▸ Task to complete
Filter the data below, keeping only lines that contain "bare".
##### Source material
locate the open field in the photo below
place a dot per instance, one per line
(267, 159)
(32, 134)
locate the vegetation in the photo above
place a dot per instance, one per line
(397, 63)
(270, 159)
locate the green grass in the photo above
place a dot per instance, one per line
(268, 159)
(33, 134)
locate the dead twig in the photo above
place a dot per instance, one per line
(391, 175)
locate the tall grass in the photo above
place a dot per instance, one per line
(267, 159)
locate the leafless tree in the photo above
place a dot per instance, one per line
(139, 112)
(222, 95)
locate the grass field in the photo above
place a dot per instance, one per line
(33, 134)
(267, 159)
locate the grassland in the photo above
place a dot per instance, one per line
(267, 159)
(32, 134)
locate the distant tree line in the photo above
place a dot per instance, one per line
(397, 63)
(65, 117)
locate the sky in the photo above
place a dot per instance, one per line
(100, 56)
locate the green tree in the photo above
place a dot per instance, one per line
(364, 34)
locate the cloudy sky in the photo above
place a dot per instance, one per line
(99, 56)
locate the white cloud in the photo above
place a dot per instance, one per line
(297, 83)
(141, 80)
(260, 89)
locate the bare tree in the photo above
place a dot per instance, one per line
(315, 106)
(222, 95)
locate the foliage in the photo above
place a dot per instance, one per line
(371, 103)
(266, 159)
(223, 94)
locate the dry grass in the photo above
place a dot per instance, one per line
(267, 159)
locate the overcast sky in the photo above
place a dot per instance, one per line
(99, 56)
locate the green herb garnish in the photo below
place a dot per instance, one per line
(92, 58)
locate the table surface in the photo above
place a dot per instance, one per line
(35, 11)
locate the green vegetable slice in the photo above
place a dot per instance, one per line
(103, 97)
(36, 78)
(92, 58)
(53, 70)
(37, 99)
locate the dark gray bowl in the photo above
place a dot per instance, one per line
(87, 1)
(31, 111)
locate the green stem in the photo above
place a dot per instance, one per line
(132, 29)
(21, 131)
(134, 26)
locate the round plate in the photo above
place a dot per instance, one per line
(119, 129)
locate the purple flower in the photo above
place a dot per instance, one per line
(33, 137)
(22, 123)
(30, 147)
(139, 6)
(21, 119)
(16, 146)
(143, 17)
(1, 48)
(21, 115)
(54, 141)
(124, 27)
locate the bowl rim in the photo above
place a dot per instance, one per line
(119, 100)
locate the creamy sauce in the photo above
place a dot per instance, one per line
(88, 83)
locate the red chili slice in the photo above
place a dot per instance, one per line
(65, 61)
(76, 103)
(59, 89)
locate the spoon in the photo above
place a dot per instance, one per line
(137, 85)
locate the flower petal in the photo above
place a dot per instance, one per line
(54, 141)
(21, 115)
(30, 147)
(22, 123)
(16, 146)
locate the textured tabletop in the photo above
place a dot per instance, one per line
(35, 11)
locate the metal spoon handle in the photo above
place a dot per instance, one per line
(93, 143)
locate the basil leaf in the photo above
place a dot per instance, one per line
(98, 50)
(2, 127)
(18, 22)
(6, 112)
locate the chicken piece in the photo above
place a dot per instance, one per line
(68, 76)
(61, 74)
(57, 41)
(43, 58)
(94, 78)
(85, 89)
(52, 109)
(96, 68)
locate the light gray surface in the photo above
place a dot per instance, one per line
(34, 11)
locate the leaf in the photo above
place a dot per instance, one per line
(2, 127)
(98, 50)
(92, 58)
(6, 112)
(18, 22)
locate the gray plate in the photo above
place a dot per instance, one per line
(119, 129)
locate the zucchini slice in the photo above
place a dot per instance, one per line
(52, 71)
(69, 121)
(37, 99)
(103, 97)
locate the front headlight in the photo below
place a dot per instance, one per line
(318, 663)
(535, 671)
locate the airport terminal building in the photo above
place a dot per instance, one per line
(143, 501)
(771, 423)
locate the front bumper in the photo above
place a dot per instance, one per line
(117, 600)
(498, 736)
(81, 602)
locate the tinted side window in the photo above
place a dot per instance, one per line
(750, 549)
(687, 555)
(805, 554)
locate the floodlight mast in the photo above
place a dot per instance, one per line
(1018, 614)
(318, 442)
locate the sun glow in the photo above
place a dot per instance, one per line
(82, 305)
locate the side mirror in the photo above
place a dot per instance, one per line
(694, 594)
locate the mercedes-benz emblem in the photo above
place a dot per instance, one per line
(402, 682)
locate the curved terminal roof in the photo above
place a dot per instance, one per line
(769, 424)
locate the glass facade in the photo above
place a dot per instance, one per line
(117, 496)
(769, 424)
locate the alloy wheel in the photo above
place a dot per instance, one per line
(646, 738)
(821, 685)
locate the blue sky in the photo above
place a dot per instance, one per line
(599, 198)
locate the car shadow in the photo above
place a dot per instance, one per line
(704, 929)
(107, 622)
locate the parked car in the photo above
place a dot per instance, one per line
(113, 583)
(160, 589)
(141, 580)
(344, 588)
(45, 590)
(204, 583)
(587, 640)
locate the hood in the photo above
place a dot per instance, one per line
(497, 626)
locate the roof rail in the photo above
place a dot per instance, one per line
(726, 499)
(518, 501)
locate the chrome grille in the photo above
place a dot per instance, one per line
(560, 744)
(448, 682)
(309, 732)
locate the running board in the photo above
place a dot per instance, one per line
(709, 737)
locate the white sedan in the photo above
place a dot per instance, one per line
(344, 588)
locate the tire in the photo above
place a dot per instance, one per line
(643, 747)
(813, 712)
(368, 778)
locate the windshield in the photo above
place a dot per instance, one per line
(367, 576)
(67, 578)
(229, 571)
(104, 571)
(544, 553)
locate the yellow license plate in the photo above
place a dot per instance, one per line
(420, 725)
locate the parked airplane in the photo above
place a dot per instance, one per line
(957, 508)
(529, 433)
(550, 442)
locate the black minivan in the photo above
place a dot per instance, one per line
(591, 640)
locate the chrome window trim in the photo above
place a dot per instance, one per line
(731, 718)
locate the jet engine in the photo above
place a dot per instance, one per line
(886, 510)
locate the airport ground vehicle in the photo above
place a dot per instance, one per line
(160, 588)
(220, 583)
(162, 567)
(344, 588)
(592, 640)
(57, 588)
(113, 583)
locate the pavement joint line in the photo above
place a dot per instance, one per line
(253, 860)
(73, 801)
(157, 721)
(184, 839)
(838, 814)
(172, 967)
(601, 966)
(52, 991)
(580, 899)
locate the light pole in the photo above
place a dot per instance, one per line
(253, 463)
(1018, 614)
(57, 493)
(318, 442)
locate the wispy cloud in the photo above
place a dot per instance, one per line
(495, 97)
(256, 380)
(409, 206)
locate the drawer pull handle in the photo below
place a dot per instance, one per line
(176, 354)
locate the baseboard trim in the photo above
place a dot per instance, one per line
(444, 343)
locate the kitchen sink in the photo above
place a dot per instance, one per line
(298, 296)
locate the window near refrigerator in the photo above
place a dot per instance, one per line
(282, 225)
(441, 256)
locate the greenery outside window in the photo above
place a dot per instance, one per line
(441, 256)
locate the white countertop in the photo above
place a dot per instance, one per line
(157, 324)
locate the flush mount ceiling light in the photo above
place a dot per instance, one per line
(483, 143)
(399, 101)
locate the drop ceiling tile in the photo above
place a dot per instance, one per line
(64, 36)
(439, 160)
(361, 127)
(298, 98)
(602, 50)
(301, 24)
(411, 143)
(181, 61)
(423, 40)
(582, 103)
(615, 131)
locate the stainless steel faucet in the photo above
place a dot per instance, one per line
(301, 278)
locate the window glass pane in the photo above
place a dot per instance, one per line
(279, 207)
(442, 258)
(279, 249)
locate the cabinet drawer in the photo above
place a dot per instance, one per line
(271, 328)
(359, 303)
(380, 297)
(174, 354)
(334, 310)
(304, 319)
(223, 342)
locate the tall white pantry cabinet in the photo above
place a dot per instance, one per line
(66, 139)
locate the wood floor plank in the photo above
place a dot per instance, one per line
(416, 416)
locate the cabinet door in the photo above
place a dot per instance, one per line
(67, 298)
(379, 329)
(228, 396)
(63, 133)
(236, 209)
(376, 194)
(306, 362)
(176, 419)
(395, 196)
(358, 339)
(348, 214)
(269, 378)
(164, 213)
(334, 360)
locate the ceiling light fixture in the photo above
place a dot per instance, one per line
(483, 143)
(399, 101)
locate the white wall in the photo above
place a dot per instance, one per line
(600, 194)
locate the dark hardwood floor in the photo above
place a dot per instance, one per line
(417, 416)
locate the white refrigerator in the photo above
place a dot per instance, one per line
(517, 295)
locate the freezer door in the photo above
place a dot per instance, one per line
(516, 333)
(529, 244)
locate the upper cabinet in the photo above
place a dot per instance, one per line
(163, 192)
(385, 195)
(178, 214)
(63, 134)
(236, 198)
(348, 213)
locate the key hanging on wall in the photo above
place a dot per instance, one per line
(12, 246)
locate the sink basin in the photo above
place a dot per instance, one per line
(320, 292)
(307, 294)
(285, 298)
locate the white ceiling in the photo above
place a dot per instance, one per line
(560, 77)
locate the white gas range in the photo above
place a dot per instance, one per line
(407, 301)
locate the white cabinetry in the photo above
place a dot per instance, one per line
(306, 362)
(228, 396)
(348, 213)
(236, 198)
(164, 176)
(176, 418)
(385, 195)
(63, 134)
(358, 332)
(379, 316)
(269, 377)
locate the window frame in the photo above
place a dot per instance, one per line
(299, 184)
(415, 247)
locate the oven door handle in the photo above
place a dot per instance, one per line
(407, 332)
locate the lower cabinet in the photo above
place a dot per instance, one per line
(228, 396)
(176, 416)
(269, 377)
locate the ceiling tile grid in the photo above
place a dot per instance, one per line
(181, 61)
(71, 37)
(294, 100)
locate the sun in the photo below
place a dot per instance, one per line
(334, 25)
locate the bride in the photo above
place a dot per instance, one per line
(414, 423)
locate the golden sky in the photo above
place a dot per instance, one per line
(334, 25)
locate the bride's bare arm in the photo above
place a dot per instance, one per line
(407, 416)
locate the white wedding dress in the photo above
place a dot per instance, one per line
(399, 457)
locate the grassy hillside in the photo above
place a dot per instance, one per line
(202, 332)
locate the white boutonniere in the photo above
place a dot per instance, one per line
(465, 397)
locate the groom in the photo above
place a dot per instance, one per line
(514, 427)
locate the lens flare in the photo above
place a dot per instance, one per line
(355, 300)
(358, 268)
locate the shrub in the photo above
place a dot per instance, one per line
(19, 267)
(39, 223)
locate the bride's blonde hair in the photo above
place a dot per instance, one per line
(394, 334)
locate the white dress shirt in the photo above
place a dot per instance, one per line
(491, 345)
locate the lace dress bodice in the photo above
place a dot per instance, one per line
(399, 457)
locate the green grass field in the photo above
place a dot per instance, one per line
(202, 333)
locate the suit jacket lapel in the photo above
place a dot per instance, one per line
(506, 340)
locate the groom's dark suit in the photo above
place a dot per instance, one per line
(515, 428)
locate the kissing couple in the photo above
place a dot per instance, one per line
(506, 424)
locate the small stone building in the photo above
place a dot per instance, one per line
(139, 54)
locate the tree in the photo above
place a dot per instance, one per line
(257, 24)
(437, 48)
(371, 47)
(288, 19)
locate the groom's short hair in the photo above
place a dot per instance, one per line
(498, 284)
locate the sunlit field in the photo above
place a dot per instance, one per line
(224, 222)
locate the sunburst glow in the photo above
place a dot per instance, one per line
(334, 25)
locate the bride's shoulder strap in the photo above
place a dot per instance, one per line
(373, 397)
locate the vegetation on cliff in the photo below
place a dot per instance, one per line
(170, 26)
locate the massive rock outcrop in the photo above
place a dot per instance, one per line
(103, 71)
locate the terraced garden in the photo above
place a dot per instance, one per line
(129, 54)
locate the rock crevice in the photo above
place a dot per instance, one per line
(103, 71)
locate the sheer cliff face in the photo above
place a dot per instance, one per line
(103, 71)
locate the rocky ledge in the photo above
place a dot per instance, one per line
##########
▸ Solution for this problem
locate the bare tree in the photo above
locate the bride's bare arm in the photo above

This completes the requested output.